Listing
────────

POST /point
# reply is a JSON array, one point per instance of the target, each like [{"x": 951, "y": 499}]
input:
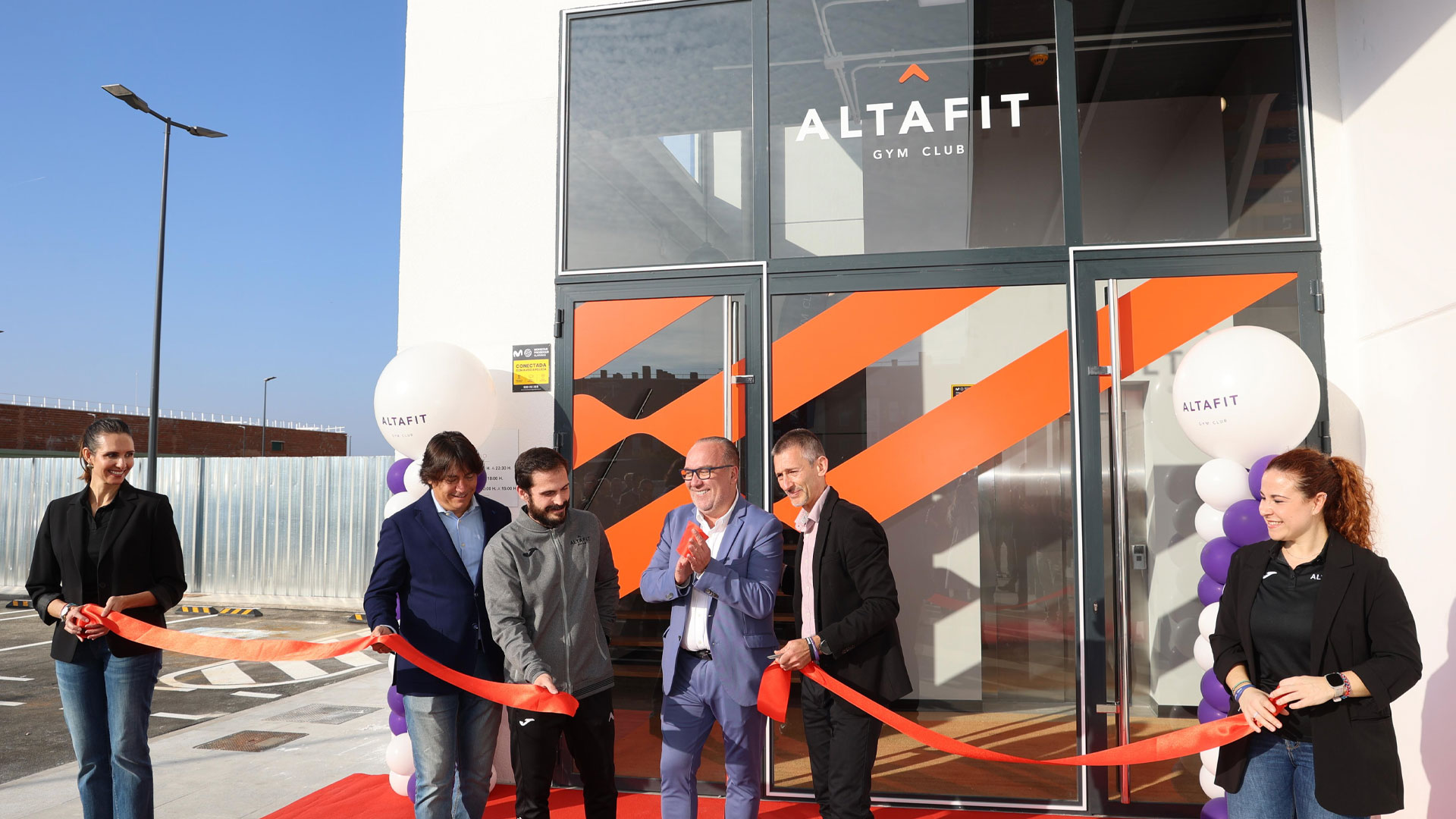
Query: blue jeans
[
  {"x": 108, "y": 704},
  {"x": 1279, "y": 781},
  {"x": 453, "y": 736}
]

────────

Requirement
Copy out the records above word for word, leaving out the pictures.

Completed task
POST /point
# reply is a JSON array, one point per instance of the target, each like [{"x": 951, "y": 499}]
input:
Query: blue jeans
[
  {"x": 108, "y": 704},
  {"x": 1279, "y": 781},
  {"x": 453, "y": 736}
]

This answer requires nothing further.